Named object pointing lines
-.-.-

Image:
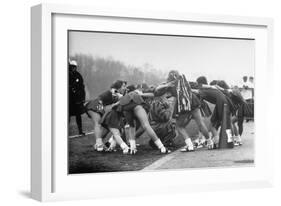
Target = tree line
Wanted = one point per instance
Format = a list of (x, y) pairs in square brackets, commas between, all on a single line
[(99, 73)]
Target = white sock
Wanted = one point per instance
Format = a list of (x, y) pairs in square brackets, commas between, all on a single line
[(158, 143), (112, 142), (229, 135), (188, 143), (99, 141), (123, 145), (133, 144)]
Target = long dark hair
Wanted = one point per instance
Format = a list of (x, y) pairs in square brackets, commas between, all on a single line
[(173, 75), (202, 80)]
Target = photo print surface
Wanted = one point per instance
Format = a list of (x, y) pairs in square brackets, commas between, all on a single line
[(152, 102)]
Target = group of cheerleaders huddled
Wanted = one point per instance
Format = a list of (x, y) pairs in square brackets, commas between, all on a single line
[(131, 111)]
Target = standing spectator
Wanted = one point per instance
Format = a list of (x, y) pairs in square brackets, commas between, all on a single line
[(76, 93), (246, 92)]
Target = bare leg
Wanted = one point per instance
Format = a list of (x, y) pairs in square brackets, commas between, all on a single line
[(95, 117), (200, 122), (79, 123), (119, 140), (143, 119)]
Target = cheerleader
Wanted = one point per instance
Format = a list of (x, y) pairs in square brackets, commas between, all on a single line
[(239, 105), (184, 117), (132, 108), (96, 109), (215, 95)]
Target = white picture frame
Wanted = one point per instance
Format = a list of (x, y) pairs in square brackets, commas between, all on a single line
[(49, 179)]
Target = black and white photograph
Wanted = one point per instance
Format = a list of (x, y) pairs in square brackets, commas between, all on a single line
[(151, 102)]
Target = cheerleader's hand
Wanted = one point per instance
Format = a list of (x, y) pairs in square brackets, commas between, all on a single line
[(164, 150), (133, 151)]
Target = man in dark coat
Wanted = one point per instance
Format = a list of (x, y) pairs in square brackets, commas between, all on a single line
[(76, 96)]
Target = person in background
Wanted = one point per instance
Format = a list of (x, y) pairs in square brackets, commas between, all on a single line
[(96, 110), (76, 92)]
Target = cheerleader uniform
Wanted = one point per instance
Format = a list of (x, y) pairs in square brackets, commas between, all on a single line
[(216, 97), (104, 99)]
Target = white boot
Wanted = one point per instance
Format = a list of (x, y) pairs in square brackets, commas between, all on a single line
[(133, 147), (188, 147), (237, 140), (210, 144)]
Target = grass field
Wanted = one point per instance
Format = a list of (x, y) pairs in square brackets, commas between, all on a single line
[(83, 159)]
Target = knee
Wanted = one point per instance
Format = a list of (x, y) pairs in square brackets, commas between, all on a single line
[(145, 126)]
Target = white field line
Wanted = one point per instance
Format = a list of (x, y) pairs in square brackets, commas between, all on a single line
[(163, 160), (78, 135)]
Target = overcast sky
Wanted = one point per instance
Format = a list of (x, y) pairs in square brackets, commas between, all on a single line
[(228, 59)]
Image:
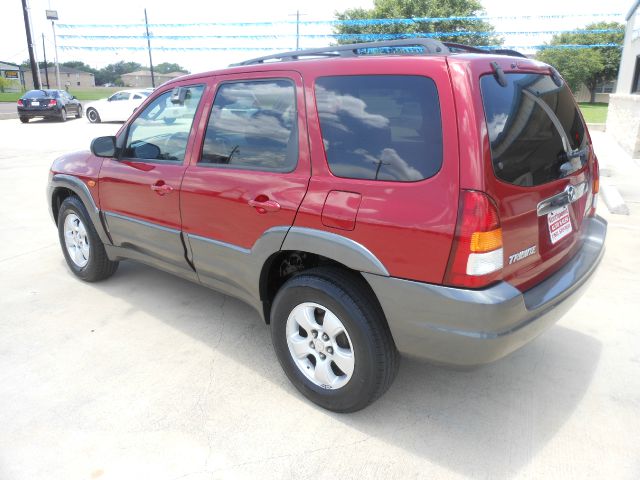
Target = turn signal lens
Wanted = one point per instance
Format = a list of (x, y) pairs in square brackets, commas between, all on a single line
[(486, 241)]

-.-.-

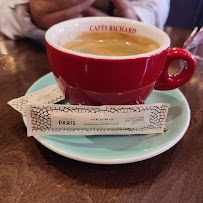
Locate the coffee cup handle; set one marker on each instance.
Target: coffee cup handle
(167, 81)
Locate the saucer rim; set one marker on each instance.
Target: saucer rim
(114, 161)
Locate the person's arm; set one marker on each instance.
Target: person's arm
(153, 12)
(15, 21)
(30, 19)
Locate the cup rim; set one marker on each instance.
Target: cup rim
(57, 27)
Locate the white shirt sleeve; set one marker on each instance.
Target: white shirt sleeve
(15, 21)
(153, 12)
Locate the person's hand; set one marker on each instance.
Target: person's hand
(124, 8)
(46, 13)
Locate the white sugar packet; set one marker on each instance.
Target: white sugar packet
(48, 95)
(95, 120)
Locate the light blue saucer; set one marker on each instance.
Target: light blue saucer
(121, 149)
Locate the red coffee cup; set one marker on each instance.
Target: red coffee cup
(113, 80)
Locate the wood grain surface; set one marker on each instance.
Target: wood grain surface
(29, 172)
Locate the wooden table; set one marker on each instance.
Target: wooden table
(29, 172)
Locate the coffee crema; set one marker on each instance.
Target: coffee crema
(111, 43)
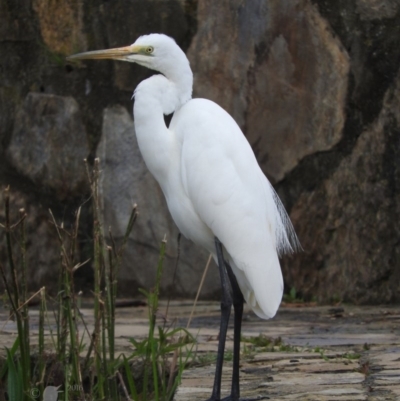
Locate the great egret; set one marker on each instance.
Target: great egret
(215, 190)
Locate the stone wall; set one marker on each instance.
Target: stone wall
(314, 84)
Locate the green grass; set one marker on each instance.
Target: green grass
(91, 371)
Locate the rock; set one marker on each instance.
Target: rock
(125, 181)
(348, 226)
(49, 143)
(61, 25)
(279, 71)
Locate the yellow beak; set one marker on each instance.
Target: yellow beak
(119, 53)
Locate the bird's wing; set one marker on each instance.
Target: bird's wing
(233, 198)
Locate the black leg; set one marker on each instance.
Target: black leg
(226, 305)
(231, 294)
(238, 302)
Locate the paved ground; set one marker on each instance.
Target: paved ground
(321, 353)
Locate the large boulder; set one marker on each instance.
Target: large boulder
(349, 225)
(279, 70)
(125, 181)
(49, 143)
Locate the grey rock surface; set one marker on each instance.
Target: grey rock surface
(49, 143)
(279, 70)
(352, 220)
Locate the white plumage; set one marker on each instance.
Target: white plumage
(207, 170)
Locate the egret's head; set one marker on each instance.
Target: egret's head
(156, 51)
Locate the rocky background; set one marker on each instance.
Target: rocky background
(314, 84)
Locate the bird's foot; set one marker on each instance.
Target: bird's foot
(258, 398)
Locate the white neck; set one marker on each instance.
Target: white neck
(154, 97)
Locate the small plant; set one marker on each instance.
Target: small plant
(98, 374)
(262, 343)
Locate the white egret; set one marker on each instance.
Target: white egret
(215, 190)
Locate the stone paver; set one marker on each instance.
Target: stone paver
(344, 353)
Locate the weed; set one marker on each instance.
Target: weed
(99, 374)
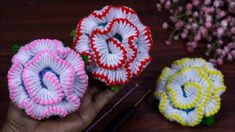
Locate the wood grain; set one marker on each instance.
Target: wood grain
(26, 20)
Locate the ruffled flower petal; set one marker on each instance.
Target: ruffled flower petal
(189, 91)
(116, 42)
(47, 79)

-.-.-

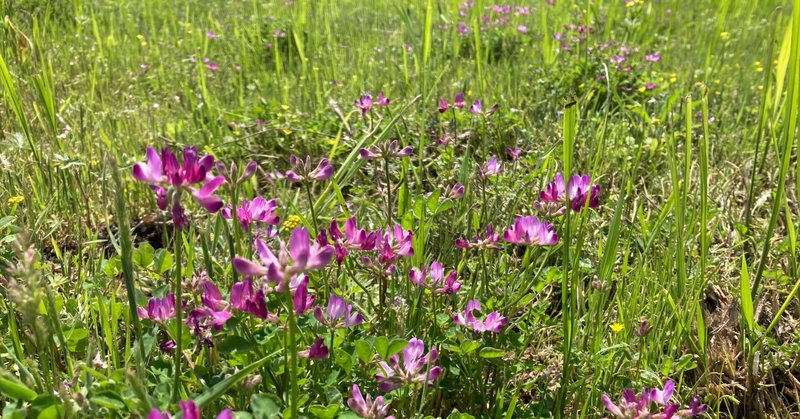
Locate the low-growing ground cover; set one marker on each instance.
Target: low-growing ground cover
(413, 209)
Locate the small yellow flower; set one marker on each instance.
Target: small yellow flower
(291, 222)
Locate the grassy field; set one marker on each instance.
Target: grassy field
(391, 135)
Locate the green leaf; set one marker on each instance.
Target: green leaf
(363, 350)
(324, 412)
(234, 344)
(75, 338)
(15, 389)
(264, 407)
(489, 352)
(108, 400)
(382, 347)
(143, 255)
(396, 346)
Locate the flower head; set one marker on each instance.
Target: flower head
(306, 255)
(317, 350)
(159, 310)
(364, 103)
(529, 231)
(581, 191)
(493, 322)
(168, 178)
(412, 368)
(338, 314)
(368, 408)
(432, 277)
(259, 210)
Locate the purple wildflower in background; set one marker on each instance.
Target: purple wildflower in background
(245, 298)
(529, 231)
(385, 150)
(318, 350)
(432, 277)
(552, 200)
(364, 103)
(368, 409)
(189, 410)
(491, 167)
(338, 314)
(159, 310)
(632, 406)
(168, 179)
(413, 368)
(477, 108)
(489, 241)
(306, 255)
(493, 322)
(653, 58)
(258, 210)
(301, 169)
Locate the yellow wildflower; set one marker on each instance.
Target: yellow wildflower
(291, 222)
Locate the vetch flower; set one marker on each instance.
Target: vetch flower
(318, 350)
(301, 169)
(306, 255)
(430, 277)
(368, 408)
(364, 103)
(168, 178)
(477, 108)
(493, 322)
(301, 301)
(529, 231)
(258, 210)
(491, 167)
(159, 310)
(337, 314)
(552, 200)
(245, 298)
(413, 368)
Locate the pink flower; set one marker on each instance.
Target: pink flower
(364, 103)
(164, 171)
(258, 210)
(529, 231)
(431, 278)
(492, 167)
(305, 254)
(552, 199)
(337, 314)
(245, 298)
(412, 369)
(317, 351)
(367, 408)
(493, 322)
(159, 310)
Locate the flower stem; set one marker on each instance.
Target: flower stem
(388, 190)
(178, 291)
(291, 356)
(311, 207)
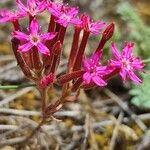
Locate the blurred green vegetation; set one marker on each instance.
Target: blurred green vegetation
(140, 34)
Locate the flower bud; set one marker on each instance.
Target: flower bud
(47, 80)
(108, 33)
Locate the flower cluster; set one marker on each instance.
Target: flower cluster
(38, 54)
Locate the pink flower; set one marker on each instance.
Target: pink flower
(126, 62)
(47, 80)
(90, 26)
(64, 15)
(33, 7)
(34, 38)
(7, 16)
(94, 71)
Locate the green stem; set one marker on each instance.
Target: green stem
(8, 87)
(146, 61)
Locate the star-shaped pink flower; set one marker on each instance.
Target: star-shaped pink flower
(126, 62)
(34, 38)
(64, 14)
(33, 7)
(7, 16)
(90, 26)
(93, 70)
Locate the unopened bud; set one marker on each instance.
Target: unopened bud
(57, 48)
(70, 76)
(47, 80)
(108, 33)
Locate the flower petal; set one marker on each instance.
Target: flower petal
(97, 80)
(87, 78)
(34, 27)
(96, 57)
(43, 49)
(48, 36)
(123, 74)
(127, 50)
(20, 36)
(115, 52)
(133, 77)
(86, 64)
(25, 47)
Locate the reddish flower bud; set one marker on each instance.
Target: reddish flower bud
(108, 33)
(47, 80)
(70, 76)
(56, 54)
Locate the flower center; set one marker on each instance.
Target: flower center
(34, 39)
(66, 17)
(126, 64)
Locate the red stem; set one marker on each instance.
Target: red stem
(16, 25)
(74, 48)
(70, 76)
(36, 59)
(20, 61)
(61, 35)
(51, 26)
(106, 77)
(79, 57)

-.-.-

▶ **Objective**
Please rewrite the lines between the one holding "Target = white picture frame" and the one holding "[(228, 59)]", inclusive, swapping "cheerleader" for "dancer" and keeping everything else the same.

▶ **The completed task**
Target = white picture frame
Wanted = one point per instance
Format = a list of (x, y) pairs in square brackets, commas between, all on a single line
[(49, 179)]
Target = black and white photograph
Wanted = one point per instance
Format = a list of (x, y) pairs in square brackets, commas between, all on a single line
[(151, 102)]
Target = dancer's hand
Wanted = one point per instance
Format = a list of (x, y) pairs in square brackets, commas between, all on a single line
[(164, 150), (133, 151)]
Target = man in dark coat
Wanted = one point per instance
Format = a list of (x, y) pairs in square brackets, commas between, all on a single line
[(76, 96)]
Target = person in background
Wanted = one point per instance
Format = a list of (x, y) pairs in square brackets, commas between, all on a single line
[(96, 110), (76, 92)]
Target = dancer uniform
Wanted = one point per instance
Format = a list of (x, y) pairs in square brackets, commas between, all on a single line
[(216, 97), (104, 99)]
Target = white boot
Wanted = one point per instance
Format = a list of (x, y) pairs in square brackets, commas between, all on a single line
[(133, 147), (188, 147), (237, 140), (210, 144)]
Target = grass field
Wanted = one point per instance
Format = a list of (x, y) pairs in square brackets, commas between, all on a single line
[(83, 159)]
Target = knee
Wanted = one point per instance
Format = a list of (x, y) pairs in square brackets, commas between, all on a single line
[(145, 126)]
Target = white field line
Wanted = one point per instance
Format = a list of (x, y) pairs in square brackets, commas between, all on a single line
[(163, 160), (78, 135)]
Target = overcast sky
Wanted = one point per instance
Format = a list of (x, y) pairs in square brackets, commas between, all on a single line
[(228, 59)]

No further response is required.